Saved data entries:
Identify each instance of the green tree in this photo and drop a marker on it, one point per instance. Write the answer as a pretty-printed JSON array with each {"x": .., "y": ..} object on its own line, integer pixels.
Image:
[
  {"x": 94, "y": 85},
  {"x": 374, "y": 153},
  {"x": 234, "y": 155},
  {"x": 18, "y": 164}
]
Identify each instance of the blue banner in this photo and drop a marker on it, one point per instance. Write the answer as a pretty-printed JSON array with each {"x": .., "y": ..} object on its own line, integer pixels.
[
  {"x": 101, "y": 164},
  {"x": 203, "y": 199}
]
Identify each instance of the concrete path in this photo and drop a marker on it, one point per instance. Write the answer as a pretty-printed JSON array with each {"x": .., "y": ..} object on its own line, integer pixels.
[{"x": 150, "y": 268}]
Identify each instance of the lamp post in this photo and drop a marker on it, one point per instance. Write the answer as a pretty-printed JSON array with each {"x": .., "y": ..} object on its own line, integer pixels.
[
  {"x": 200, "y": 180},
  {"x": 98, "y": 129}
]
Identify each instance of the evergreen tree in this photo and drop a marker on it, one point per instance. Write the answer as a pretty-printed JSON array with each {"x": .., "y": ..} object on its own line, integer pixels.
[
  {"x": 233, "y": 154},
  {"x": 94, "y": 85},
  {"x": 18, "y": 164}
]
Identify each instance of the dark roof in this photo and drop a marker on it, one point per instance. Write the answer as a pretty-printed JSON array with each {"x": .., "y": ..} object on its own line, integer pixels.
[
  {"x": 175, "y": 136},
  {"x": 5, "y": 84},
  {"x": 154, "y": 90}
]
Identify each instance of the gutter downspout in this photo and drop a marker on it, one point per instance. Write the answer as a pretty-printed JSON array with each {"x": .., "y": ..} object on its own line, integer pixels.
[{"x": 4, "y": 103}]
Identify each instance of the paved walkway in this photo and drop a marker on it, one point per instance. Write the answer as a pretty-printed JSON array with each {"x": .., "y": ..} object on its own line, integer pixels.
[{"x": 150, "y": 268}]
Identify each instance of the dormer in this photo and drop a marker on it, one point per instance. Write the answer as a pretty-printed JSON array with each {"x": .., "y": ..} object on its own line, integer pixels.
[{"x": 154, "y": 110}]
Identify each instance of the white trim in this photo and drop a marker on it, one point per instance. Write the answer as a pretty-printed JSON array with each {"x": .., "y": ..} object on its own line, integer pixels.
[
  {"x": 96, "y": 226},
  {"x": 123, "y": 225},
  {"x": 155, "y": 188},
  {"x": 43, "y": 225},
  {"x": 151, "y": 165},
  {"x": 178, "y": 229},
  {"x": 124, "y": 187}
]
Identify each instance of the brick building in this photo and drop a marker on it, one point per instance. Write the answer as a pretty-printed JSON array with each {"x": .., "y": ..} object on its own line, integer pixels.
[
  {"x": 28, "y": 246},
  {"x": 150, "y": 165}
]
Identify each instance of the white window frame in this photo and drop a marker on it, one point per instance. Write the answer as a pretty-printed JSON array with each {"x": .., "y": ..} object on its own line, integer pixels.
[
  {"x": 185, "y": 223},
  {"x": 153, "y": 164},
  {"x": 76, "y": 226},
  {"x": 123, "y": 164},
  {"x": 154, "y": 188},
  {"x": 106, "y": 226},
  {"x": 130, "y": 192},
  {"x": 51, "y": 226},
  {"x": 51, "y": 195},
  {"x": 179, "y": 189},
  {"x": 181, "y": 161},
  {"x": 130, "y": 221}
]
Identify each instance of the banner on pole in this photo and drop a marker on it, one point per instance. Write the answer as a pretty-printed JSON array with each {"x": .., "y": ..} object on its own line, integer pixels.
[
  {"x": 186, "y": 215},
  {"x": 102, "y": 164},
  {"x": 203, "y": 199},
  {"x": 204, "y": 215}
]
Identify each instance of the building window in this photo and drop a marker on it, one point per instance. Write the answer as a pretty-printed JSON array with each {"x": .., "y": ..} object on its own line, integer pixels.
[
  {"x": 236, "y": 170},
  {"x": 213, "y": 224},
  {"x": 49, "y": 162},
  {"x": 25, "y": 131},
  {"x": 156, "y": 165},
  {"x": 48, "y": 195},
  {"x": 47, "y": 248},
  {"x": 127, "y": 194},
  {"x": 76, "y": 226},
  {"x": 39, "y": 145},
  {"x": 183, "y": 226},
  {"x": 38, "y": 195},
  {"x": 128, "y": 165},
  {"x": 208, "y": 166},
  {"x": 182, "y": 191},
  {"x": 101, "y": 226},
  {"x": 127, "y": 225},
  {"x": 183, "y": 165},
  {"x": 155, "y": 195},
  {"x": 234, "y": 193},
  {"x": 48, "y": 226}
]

PROBLEM =
In full and verbatim, repeat the records given above.

SOLUTION TO THIS TASK =
Identify each instance of the green tree in this photo and drop a marker on it, one point per instance. Write the answer as a pretty-printed JSON array with each {"x": .., "y": ..} object on its own line, integer pixels.
Image:
[
  {"x": 94, "y": 85},
  {"x": 374, "y": 153},
  {"x": 234, "y": 155},
  {"x": 18, "y": 164}
]
Identify each instance of the blue banner in this photo and drop a marker on it, one point per instance. Write the answer as a pretty-printed JSON array with each {"x": .., "y": ..} object on its own line, integer pixels.
[
  {"x": 101, "y": 164},
  {"x": 203, "y": 199}
]
Identify each instance of the concrete path in this photo and drop a marker on it, one point per instance. Write the answer as a pretty-printed JSON array with each {"x": .., "y": ..} object on its own line, integer pixels.
[{"x": 150, "y": 268}]
Identify each instance of the lamp post in this photo and drop a marker on it, one point per instance. Write the answer as a pretty-printed JSON array with each {"x": .., "y": ..} object on its own line, integer pixels.
[
  {"x": 200, "y": 180},
  {"x": 98, "y": 129}
]
Identify each instance of the evergreen tree in this photo and drop a marker on it, one point per instance. Write the answer as a pretty-printed JSON array with each {"x": .., "y": ..} object on its own line, integer pixels.
[
  {"x": 233, "y": 154},
  {"x": 94, "y": 85},
  {"x": 18, "y": 164}
]
Identify each instance of the dark roof in this photo and drop a marker on it, one point per instance. Write the answer as a pretty-printed JSON array with each {"x": .., "y": ..} object on its own line, integer pixels.
[
  {"x": 175, "y": 136},
  {"x": 5, "y": 84},
  {"x": 154, "y": 90}
]
Identify each instance of the gutter downspout in this photo and drop a marker on it, one point per instance. Write the answer as a pretty-printed JSON array with each {"x": .., "y": ..} object on its own line, integer pixels.
[{"x": 4, "y": 103}]
Identify each instance of the paved walkway in this photo and drop a marker on it, one point per instance. Write the answer as a pretty-printed JSON array with each {"x": .., "y": ..} object on its own line, integer pixels.
[{"x": 150, "y": 268}]
Identify each instance of the dormer in this photo and drop a marker on it, one point per instance. Write the answer as a pretty-printed JSON array with each {"x": .., "y": ..} object on its own line, integer pixels.
[{"x": 154, "y": 110}]
Identify each instance of the white trim in this photo and drop a marker on it, one point per instance. Write the answer as a pretty-printed JSON array with each {"x": .., "y": ..} object on its own line, integer pixels.
[
  {"x": 96, "y": 226},
  {"x": 123, "y": 225},
  {"x": 155, "y": 188},
  {"x": 43, "y": 225},
  {"x": 151, "y": 165},
  {"x": 178, "y": 229},
  {"x": 124, "y": 187}
]
Identify each instance of the brick building in this photo and drop a marker on it, one point per instance. Write the answer as a pretty-printed JSON array with each {"x": .., "y": ..} object on its own line, integer pixels.
[
  {"x": 28, "y": 246},
  {"x": 150, "y": 165}
]
Identify each instance of the white window frame in this photo and drop a marker on it, one point per instance. Write the answer as a pretty-printed JSON array with each {"x": .., "y": ..} object on its own line, integer pixels.
[
  {"x": 185, "y": 223},
  {"x": 153, "y": 164},
  {"x": 76, "y": 226},
  {"x": 123, "y": 164},
  {"x": 154, "y": 188},
  {"x": 106, "y": 226},
  {"x": 130, "y": 192},
  {"x": 51, "y": 226},
  {"x": 51, "y": 195},
  {"x": 179, "y": 189},
  {"x": 181, "y": 161},
  {"x": 130, "y": 221}
]
Identify each instance of the banner on pole in this photo and drop a marker on it, one point per instance. Write the answer as a pretty-printed JSON array with each {"x": .., "y": ..} object on its own line, integer pixels.
[
  {"x": 186, "y": 215},
  {"x": 102, "y": 164},
  {"x": 203, "y": 199},
  {"x": 204, "y": 215}
]
Identify each instance of the building window in this photo and drop a marker on it, one point per instance. Write the answer as a pretty-printed JSON array with each {"x": .., "y": ..} object on its own line, integer pixels.
[
  {"x": 236, "y": 170},
  {"x": 213, "y": 224},
  {"x": 49, "y": 162},
  {"x": 25, "y": 131},
  {"x": 156, "y": 165},
  {"x": 48, "y": 195},
  {"x": 47, "y": 248},
  {"x": 127, "y": 194},
  {"x": 76, "y": 226},
  {"x": 39, "y": 145},
  {"x": 183, "y": 226},
  {"x": 38, "y": 195},
  {"x": 128, "y": 165},
  {"x": 208, "y": 166},
  {"x": 182, "y": 191},
  {"x": 101, "y": 226},
  {"x": 127, "y": 225},
  {"x": 183, "y": 165},
  {"x": 155, "y": 195},
  {"x": 234, "y": 193},
  {"x": 48, "y": 226}
]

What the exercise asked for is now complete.